### [Task]
Output every one of the records below verbatim, line for line, with no changes.

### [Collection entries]
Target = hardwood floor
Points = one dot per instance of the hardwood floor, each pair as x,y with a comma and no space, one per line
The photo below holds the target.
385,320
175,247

### [Response to the task]
Target = hardwood floor
Points = one dot per instance of the hardwood floor, each pair as x,y with a comma and no space, one per line
The photo below holds the target.
385,320
175,247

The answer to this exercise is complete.